§ **TWOJE ZADANIE**:
Przedstaw wszystkie poniższe wiersze w postaci listy numerowanej, bez pustych wierszy. Obrazy pomiń w odpowiedzi.

------------------------------------------------

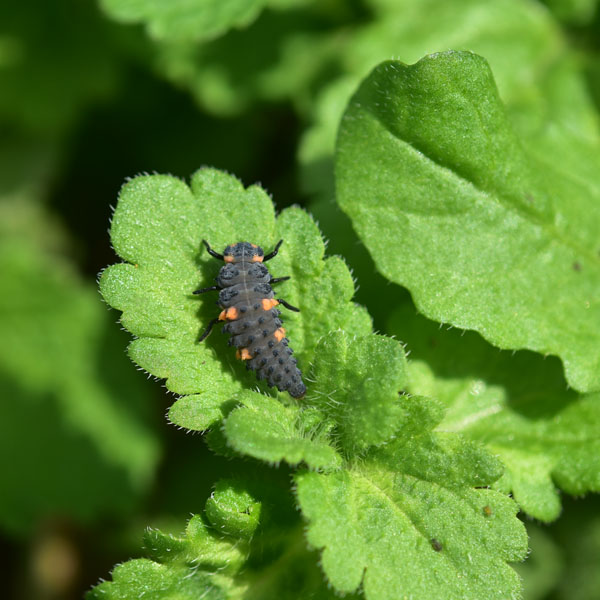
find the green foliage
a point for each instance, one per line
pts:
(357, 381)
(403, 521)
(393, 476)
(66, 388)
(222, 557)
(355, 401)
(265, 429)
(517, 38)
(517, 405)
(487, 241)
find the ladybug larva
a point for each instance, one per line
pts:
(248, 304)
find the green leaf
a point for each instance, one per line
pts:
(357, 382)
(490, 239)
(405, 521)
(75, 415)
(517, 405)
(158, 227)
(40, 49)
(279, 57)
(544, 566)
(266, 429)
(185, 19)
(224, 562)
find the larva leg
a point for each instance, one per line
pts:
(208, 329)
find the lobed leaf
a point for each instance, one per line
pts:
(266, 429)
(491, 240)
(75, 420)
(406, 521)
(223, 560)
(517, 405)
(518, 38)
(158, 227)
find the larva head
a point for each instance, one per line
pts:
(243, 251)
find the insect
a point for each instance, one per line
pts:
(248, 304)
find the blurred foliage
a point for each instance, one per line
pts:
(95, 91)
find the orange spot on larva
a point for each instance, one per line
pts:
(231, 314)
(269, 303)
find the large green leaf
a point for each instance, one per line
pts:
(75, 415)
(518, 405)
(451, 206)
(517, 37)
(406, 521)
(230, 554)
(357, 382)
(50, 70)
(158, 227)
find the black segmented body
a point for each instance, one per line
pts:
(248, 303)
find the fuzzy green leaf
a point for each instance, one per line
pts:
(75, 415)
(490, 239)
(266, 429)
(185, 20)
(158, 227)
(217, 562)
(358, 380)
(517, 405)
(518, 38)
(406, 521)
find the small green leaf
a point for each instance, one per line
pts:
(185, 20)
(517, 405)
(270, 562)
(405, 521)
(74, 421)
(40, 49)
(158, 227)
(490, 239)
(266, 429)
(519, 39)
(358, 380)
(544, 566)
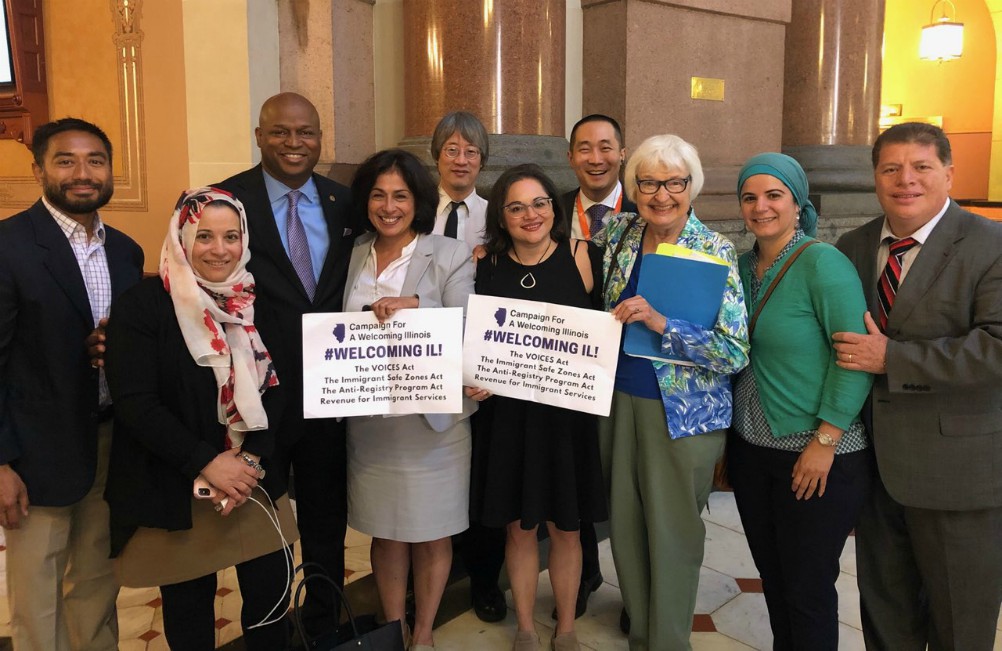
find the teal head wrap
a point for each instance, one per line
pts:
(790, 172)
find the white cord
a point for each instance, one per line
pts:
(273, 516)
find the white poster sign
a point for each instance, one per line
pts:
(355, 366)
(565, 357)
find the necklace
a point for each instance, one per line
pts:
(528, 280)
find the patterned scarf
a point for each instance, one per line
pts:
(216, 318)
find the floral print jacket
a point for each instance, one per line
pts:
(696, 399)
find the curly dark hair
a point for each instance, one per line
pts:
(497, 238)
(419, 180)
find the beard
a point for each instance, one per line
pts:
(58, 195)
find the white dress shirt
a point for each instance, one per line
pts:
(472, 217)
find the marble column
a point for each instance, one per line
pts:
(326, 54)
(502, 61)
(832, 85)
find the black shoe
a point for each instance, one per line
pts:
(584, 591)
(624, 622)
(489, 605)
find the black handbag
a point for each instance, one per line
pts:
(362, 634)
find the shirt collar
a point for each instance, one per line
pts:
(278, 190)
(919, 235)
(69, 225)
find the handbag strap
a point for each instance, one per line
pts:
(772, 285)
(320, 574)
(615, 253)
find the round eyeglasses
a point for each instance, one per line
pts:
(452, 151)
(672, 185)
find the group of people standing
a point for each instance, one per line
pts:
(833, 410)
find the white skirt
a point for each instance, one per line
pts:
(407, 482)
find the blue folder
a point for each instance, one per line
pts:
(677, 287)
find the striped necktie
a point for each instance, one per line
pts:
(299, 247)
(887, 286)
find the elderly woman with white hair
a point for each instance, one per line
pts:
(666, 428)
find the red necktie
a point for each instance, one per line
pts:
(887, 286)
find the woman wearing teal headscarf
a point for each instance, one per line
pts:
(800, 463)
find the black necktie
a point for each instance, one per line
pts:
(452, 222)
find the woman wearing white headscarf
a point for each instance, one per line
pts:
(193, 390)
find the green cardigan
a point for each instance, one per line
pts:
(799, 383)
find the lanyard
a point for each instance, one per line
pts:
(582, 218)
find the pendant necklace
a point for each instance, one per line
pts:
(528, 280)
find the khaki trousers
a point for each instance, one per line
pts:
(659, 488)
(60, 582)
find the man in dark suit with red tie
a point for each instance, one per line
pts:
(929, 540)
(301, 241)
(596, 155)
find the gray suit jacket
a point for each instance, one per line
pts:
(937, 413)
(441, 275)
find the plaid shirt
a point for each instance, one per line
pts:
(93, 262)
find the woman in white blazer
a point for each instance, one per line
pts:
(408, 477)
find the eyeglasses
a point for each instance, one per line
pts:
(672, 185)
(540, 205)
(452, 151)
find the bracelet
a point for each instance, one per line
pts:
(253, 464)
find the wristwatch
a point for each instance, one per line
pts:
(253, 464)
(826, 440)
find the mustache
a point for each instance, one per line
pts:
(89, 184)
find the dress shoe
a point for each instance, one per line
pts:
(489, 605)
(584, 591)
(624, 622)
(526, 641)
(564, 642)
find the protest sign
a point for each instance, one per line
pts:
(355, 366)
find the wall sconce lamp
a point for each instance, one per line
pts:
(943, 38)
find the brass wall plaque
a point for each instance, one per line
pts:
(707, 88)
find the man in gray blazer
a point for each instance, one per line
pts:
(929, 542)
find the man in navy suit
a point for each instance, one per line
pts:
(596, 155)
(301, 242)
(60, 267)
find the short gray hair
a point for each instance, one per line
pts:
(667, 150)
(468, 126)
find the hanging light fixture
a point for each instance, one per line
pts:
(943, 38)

------------------------------------------------

§ **WYNIK ĆWICZENIA**:
1. find the green foliage
2. a point for each instance, one per line
3. pts:
4. (357, 381)
5. (403, 521)
6. (393, 476)
7. (66, 388)
8. (222, 557)
9. (355, 401)
10. (265, 429)
11. (517, 38)
12. (517, 405)
13. (487, 241)
14. find the ladybug larva
15. a point for each instance, one per line
16. pts:
17. (248, 304)
18. find the green leaf
19. a point for each instance, one per line
20. pts:
21. (357, 382)
22. (490, 239)
23. (405, 521)
24. (75, 415)
25. (517, 405)
26. (158, 227)
27. (40, 49)
28. (279, 57)
29. (544, 566)
30. (266, 429)
31. (185, 19)
32. (224, 562)
33. find the larva leg
34. a point for each instance, one per line
35. pts:
36. (208, 329)
37. find the lobed leaf
38. a point for each instance, one per line
39. pts:
40. (266, 429)
41. (491, 240)
42. (75, 420)
43. (406, 521)
44. (223, 560)
45. (517, 405)
46. (518, 38)
47. (158, 227)
48. find the larva head
49. a point for each instance, one per line
50. pts:
51. (243, 251)
52. find the insect
53. a point for each instance, one per line
54. pts:
55. (248, 304)
56. find the blurred foliage
57. a point for each instance, one per line
58. pts:
59. (95, 91)
60. find the orange spot on larva
61. a point for each instance, one per line
62. pts:
63. (231, 314)
64. (269, 303)
65. find the large green leaf
66. a point for each instance, one per line
67. pts:
68. (75, 415)
69. (518, 405)
70. (451, 206)
71. (517, 37)
72. (406, 521)
73. (230, 554)
74. (357, 382)
75. (50, 70)
76. (158, 227)
77. find the black segmented body
78. a point for each instance, one per line
79. pts:
80. (248, 303)
81. find the fuzzy green leaf
82. a point for each instance, one per line
83. pts:
84. (75, 415)
85. (490, 239)
86. (266, 429)
87. (185, 20)
88. (158, 227)
89. (217, 562)
90. (358, 380)
91. (517, 405)
92. (518, 38)
93. (406, 521)
94. find the small green leaf
95. a point for each instance, one per line
96. pts:
97. (185, 20)
98. (517, 405)
99. (270, 562)
100. (405, 521)
101. (74, 421)
102. (40, 49)
103. (158, 227)
104. (490, 239)
105. (266, 429)
106. (519, 39)
107. (358, 380)
108. (544, 566)
109. find the teal head wrap
110. a point for each instance, one per line
111. pts:
112. (790, 172)
113. find the white cord
114. a point for each instance, one per line
115. pts:
116. (273, 516)
117. find the white poster sign
118. a point for each instance, one per line
119. pts:
120. (355, 366)
121. (565, 357)
122. find the necklace
123. a point for each instance, one per line
124. pts:
125. (528, 280)
126. find the patterned scarf
127. a point for each instance, one per line
128. pts:
129. (216, 318)
130. find the floral print jacket
131. a point for each instance, one per line
132. pts:
133. (696, 399)
134. find the curly dark hair
135. a point for each instance, one per line
136. pts:
137. (497, 238)
138. (419, 180)
139. find the beard
140. a point for each instance, one per line
141. pts:
142. (58, 195)
143. find the white dress shirt
144. a point for each instance, one per line
145. pts:
146. (472, 217)
147. find the marble column
148. a point for each instance, one per line
149. pts:
150. (326, 54)
151. (502, 61)
152. (832, 85)
153. find the black shoe
154. a point for each instance, one per line
155. pts:
156. (584, 591)
157. (624, 622)
158. (489, 605)
159. find the black handbag
160. a point for each instance, one per line
161. pts:
162. (362, 634)
163. find the shirt collar
164. a point for each instance, one per line
165. pts:
166. (278, 190)
167. (919, 235)
168. (69, 225)
169. find the handbag strap
170. a point for each instance, one per line
171. pts:
172. (772, 285)
173. (320, 574)
174. (615, 253)
175. find the round eyeglasses
176. a point for each instance, one per line
177. pts:
178. (452, 151)
179. (672, 185)
180. find the group of people standing
181. a point for each instance, one per line
182. pts:
183. (833, 410)
184. find the white skirt
185. a point for each instance, one per line
186. pts:
187. (407, 482)
188. find the blue folder
189. a point for each instance, one per line
190. pts:
191. (677, 287)
192. find the striped necktie
193. a point for each instance, one per line
194. pts:
195. (299, 247)
196. (887, 286)
197. find the elderly woman with white hair
198. a point for each instance, one per line
199. pts:
200. (666, 428)
201. find the red necktie
202. a point for each instance, one per line
203. pts:
204. (887, 286)
205. find the woman wearing teal headscarf
206. a point for each instance, one per line
207. pts:
208. (800, 463)
209. find the black necktie
210. a point for each instance, one per line
211. pts:
212. (452, 222)
213. find the woman wearing white headscarf
214. a point for each instance, one per line
215. pts:
216. (193, 390)
217. find the green cardigan
218. a point for each instance, one per line
219. pts:
220. (799, 383)
221. find the lanyard
222. a point for each instance, one per line
223. pts:
224. (582, 218)
225. find the pendant necklace
226. a point for each instance, one per line
227. pts:
228. (528, 280)
229. find the khaki trousers
230. a point for each instance, one per line
231. pts:
232. (659, 488)
233. (60, 582)
234. find the man in dark suit with red tie
235. a point for each instance, one per line
236. pts:
237. (929, 540)
238. (301, 241)
239. (596, 155)
240. find the gray suit jacket
241. a point for each instance, one per line
242. pts:
243. (937, 413)
244. (441, 275)
245. find the plaid shirt
246. a point for each instance, one per line
247. pts:
248. (93, 262)
249. find the woman in white blazer
250. a point for each instance, one per line
251. pts:
252. (408, 477)
253. find the eyeglasses
254. a point for each instance, one per line
255. pts:
256. (672, 185)
257. (540, 205)
258. (452, 151)
259. find the bracelet
260. a point for each instance, one per line
261. pts:
262. (253, 464)
263. find the wristwatch
264. a point for each instance, one per line
265. pts:
266. (253, 464)
267. (826, 440)
268. find the mustache
269. a point for each instance, one per line
270. pts:
271. (89, 184)
272. find the dress shoe
273. a point for each instance, one per line
274. pts:
275. (489, 605)
276. (584, 591)
277. (624, 622)
278. (526, 641)
279. (564, 642)
280. find the protest sign
281. a point for each instance, one per line
282. pts:
283. (355, 366)
284. find the wall sconce lamp
285. a point for each instance, one per line
286. pts:
287. (943, 38)
288. find the brass wall plaque
289. a point for each instance, one per line
290. pts:
291. (707, 88)
292. find the man in gray blazer
293. a point for each instance, one per line
294. pts:
295. (929, 542)
296. find the man in navy suit
297. a point for each instance, one per line
298. pts:
299. (596, 155)
300. (301, 242)
301. (60, 267)
302. find the short gray hair
303. a point for each instance, one per line
304. pts:
305. (667, 150)
306. (468, 126)
307. find the hanging light fixture
308. a point for each instance, one per line
309. pts:
310. (943, 38)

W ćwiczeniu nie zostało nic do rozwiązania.